PROBLEM DETAILS
From the entries below, tally the lines with "query" in them and reply with that figure only.

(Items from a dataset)
--- START ---

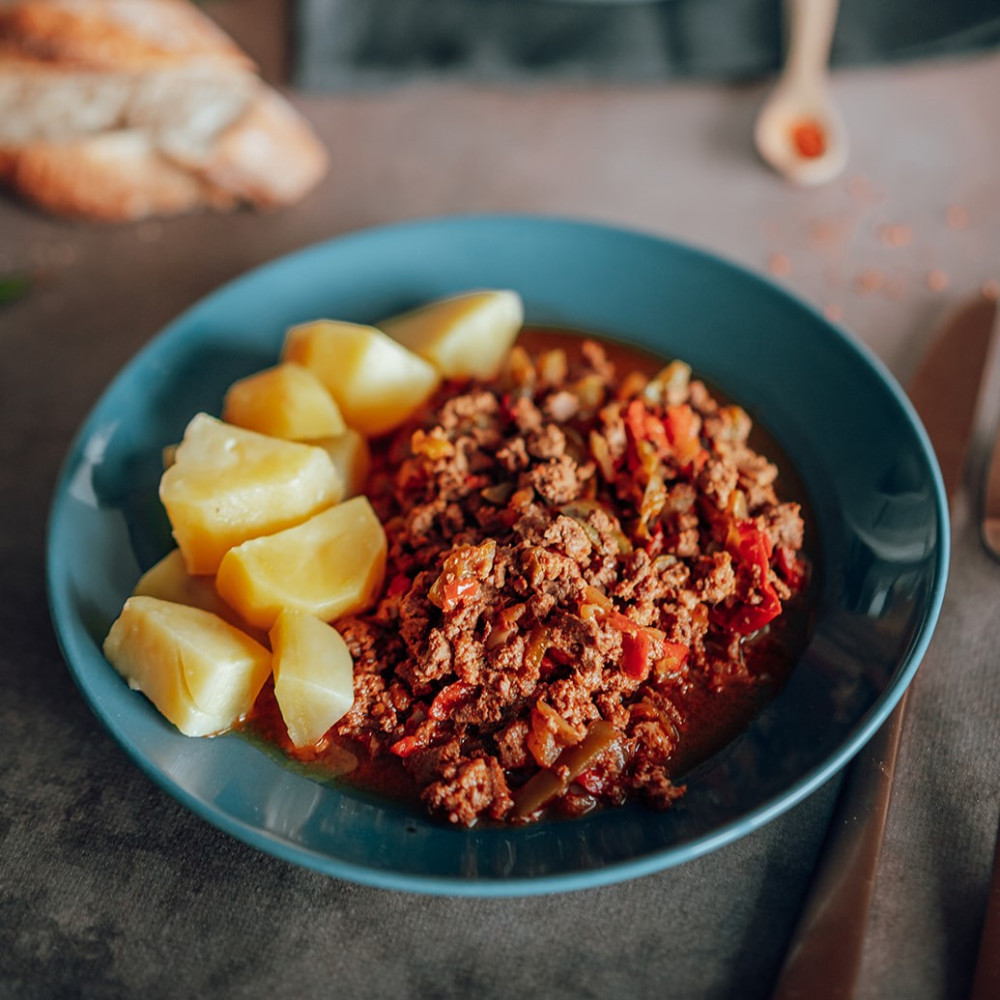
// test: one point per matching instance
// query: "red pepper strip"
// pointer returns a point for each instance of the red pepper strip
(448, 699)
(454, 591)
(753, 548)
(747, 618)
(636, 649)
(616, 620)
(673, 656)
(409, 745)
(682, 432)
(569, 765)
(643, 426)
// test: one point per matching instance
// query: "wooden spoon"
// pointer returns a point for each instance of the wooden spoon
(799, 130)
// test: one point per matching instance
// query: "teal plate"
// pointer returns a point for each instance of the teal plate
(880, 512)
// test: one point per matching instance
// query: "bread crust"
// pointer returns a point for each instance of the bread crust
(117, 110)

--- END ---

RESPONSE TO THIS TASK
4